AS CELTIC GET SCHOOLED BY HEARTS TONY BLOOM SCHOOLS CELTIC BOARD
- BY LIAM CARRIGAN
- 2 hours ago
- 3 min read

One of the most difficult things to do, for any sports fans, not just Celtic supporters, is to see the positives in a defeat and areas where your rivals deserve praise, acknowledgement and sometimes, even, emulation.
Watching the way Hearts’ Tony Bloom took genuine joy in watching his team beat Celtic yesterday, and then spending the next half hour or so embracing and engaging in prolonged, meaningful conversations with the overjoyed Hearts supporters, one thought crossed my mind which I could not process.
“When was the last time we saw anyone from Celtic’s board or major shareholders taking such genuine joy in one of our results, and sharing that joy with ordinary fans?”
Answers on a postcard please...
With Hearts, Tony Bloom Shows Us The Importance of Emotional Investment Alongside Financial Commitment
If you’ll indulge me, I’m going to use a movie metaphor to make my point here.
There’s a scene in Enter the Dragon, where Bruce Lee is training a young student. The student is competent, but clearly just going through the motions. Bruce Lee tells him. “No, we need emotional content”. The student then takes an enraged swing at Bruce Lee, to which the master responds “I said emotional content, not anger!”
That’s the difference between the Hearts boardroom and the Celtic boardroom at the moment. It’s also why one team is top of the league while the other appears to be in freefall. Tony Bloom isn’t just going through the motions; he’s clearly reveling in the challenge of breaking Scottish football’s historic duopoly. He has the "emotional content" behind his shrewd business moves.

+-------+

> **Exercise goal**: Please reproduce the column on Tony Bloom and Hearts word for word, beginning at "Watching the way" and stopping after "could not process.".

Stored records

+-------+

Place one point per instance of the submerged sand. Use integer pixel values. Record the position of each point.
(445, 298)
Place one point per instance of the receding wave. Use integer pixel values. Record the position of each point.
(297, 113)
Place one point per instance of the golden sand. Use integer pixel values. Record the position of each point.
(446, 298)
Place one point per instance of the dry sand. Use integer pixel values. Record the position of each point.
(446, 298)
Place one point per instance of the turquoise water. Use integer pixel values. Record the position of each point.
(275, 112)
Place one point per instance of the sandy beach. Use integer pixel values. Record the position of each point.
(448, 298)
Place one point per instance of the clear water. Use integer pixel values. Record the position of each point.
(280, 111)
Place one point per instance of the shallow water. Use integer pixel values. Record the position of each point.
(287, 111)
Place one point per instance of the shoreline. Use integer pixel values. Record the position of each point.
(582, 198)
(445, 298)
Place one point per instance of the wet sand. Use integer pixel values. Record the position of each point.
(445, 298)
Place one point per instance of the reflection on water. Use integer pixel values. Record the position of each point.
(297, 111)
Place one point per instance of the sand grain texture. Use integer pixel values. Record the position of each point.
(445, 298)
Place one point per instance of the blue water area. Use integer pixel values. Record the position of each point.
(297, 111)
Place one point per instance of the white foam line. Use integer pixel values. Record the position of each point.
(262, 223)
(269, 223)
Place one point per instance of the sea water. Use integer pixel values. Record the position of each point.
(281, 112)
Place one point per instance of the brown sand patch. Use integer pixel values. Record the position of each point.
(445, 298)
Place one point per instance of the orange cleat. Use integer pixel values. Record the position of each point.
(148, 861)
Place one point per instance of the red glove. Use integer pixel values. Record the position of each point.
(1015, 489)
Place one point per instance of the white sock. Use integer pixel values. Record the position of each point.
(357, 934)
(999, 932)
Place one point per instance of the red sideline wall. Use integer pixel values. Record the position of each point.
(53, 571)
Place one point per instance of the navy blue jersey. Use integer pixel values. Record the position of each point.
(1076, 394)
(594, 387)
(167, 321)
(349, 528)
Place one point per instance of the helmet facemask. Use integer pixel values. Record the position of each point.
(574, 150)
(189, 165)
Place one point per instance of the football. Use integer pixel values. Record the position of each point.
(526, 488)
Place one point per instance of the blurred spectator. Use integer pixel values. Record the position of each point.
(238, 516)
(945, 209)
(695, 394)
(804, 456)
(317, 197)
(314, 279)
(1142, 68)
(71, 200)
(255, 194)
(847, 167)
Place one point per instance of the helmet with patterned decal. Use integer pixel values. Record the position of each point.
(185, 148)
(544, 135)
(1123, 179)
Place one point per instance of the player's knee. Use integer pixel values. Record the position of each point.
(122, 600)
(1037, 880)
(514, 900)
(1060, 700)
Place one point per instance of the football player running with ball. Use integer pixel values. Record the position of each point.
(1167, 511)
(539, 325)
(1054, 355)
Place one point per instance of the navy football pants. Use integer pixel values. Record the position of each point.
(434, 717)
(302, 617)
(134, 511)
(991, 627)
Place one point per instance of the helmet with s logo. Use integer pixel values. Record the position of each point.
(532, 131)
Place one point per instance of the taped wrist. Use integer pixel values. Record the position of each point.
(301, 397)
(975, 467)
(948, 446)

+-------+

> **Answer to this exercise**:
Watching the way Hearts’ Tony Bloom took genuine joy in watching his team beat Celtic yesterday, and then spending the next half hour or so embracing and engaging in prolonged, meaningful conversations with the overjoyed Hearts supporters, one thought crossed my mind which I could not process.